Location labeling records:

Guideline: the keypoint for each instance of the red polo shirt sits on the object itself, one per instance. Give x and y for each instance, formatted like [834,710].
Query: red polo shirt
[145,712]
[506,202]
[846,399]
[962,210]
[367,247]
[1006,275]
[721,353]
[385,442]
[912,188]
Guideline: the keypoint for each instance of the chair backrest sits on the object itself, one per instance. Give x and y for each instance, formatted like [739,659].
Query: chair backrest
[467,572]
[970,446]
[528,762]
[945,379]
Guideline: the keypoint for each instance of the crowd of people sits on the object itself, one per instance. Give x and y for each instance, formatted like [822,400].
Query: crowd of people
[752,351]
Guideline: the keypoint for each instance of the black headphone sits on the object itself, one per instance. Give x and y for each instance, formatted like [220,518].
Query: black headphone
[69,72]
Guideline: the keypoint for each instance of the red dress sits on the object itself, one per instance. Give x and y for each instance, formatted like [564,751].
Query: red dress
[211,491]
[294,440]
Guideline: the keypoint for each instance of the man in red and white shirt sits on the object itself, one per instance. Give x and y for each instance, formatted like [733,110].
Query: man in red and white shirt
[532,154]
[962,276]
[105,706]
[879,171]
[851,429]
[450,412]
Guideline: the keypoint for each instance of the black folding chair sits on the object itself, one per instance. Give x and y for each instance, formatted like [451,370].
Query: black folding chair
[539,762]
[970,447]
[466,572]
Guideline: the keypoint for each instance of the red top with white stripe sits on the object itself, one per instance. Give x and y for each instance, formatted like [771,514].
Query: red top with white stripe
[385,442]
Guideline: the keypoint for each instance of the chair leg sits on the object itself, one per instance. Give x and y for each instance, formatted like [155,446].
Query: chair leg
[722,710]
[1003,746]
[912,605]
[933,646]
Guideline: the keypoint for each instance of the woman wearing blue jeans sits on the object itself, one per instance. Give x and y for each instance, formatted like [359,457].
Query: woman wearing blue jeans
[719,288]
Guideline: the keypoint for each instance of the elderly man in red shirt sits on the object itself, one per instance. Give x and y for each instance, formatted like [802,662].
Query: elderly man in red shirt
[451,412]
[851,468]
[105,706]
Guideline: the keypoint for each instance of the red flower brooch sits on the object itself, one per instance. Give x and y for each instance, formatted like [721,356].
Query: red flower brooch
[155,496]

## AIM
Rewrite these lines as a numbered list, leaving out any blank lines. Cover all the records.

## TASK OUTPUT
1. Guideline: the keypoint for each instance of the red polo shirt sits on the object itself, one per instance. Give x and y for each instance, formatted like [834,710].
2. Query: red polo shirt
3. [145,712]
4. [506,202]
5. [846,399]
6. [962,210]
7. [367,247]
8. [1006,275]
9. [721,353]
10. [385,442]
11. [912,188]
12. Guideline: the keypoint for each instance of the chair backrest sits on the object itself, one per instance. Give x and y for each instance, formatted like [739,659].
13. Query: chair backrest
14. [467,572]
15. [970,446]
16. [528,762]
17. [945,379]
18. Guideline: the keypoint for each instance of the crowd of people sits on the object itself, one per instance. Give x and y for each instance, formatted like [822,400].
19. Query: crowd of people
20. [752,351]
21. Guideline: the keypoint for each instance of the black headphone sits on the object itself, one per instance. Give x and y for each instance, formatted like [220,518].
22. Query: black headphone
23. [69,72]
24. Guideline: the keypoint for each instance of the red dress sits on the object itself, one per instance. Give x and y for each instance, formatted like [564,751].
25. Query: red dress
26. [211,491]
27. [294,440]
28. Guideline: the keypoint for each instance of the man in red and white shirt sits on the object itself, one per instance. Give x and y for each instance, formatted like [733,110].
29. Query: man in red and white shirt
30. [532,154]
31. [962,276]
32. [105,706]
33. [879,171]
34. [851,429]
35. [450,412]
36. Guideline: the keypoint for each instance of the black folding chair sits on the object itself, one per instance. Give x and y for each instance, formatted like [451,370].
37. Query: black folding chair
38. [539,762]
39. [970,447]
40. [466,572]
41. Guideline: the keypoint for each instance of the red top with white stripe sits on the object itself, one per instance. Give x and y for each instance, formatted like [771,514].
42. Query: red top with white stripe
43. [385,442]
44. Guideline: the keypoint for each instance of the chair leg sits on the object itself, one per instance. Give x and y for each instance, formatted like [155,446].
45. Query: chair leg
46. [722,710]
47. [1003,746]
48. [912,605]
49. [933,646]
50. Guideline: the keypoint for each instance of the woman wearing blue jeans sits on the object itself, one per instance. Give x and y for each instance, formatted like [359,457].
51. Query: woman wearing blue jeans
52. [719,288]
53. Guideline: the keypoint for each instance of the elderly man in red shirt sits on the object itself, one per instance. Give x and y for each instance, formatted like [802,662].
54. Query: elderly man in red shirt
55. [451,412]
56. [851,468]
57. [105,706]
58. Guideline: the keypoint for each instance of the red flower brooch sits on the object itself, one per instance. Give x and y for each instance, formatted like [721,356].
59. Query: red flower brooch
60. [155,496]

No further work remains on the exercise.